You know, basically, I was raised with an anti-Semitic father. Why wouldn't I be, I'm a "WASP" [White Anglo-Saxon Protestant]. And my mother's attitude was that the old testament was fine, but then Jesus came and what was wrong with these people not to understand that the Messiah had come? And my father's was more personal because he lost a scholarship to go to graduate school, and he lost it to a Jewish guy who then didn't take the scholarship. So for some reason that meant that all Jews take the scholarships away and don't use them. I mean, I never quite understood the logic.

I [grew up in] in a primarily segregated community. There was one Black family. There was one Jewish family. So I'm curious, like in terms of going south and working — From my perspective, coming from a small suburban area outside Philadelphia, PA, where even cities were foreign to me, going to Mississippi wasn't just about being in the Black community. It was also living and working with this variety of people. Some of them were like me — a very few — but a whole lot weren't like me. I came from Republican parents, and when Frank Cieciorka, and a couple of others were talking about the DuBois Club, I said, "What about a girls club?" (laughter) [The W.E.B. DuBois Club was a leftist youth group in the mid-60s.]

So I mean, there was the leftist stuff, and there were people who were Jewish, there was the urban — you know there were all these different — so I'm just curious in terms of being Jewish, did you have a sense of yourselves as such and did you feel at times anti-Semitism from the other whites and from the Black activists?

Sheila: In '62 we were sitting around the table in the Freedom House [Jackson, MS] and I was the only woman there, as well as the only white. I remember — I guess it was Hollis Watkins or Curtis Hayes — asking me if I was Jewish. And I said, "Yeah." I had brought books with me about human behavior in concentration camps, for heaven sakes!
+ + + + +
Task to carry out: Reproduce the excerpt word for word, starting at "You know, basically, I" and ending at "understood the logic.". The lines after this excerpt have no connection to it.
+ + + + +
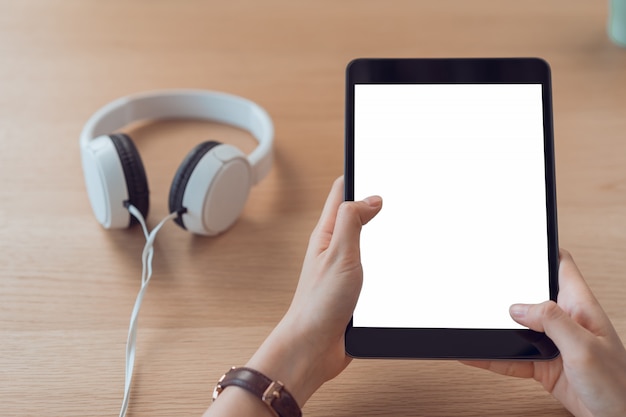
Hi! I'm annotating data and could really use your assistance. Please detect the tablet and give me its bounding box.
[345,58,558,360]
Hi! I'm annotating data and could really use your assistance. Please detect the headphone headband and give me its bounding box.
[80,90,274,184]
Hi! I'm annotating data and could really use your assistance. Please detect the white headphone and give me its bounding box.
[80,90,274,236]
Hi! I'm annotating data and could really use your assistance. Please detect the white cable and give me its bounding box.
[120,204,178,417]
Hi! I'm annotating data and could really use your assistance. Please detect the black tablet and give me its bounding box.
[345,58,558,360]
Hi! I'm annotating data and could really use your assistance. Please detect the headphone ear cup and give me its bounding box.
[109,133,150,224]
[81,135,148,229]
[169,141,252,236]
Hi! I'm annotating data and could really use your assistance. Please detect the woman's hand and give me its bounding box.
[464,251,626,417]
[246,178,382,406]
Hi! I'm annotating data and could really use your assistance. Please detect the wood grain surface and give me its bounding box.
[0,0,626,416]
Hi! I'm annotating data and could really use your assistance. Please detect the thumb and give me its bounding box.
[509,301,589,351]
[331,196,383,248]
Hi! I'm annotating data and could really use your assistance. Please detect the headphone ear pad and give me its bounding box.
[81,134,149,229]
[109,133,150,224]
[169,141,252,236]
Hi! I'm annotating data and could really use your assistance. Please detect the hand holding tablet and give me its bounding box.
[205,60,626,417]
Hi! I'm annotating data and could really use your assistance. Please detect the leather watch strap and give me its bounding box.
[213,367,302,417]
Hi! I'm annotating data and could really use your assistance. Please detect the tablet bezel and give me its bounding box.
[344,58,559,360]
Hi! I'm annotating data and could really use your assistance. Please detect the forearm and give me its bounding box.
[205,319,324,417]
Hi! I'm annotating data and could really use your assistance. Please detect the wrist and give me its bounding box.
[245,320,325,408]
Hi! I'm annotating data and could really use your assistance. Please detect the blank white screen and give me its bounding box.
[353,84,549,329]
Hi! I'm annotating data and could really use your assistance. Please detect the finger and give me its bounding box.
[459,360,535,378]
[558,250,613,335]
[509,301,592,351]
[315,176,343,240]
[330,196,383,254]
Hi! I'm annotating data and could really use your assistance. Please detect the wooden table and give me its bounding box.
[0,0,626,416]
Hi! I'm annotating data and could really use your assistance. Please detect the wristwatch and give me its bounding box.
[213,366,302,417]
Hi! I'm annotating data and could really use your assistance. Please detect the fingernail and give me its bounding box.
[363,196,383,208]
[509,304,530,318]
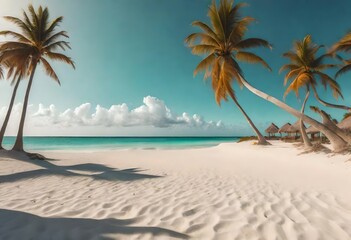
+ + + + +
Reply:
You know, basically, I was raised with an anti-Semitic father. Why wouldn't I be, I'm a "WASP" [White Anglo-Saxon Protestant]. And my mother's attitude was that the old testament was fine, but then Jesus came and what was wrong with these people not to understand that the Messiah had come? And my father's was more personal because he lost a scholarship to go to graduate school, and he lost it to a Jewish guy who then didn't take the scholarship. So for some reason that meant that all Jews take the scholarships away and don't use them. I mean, I never quite understood the logic.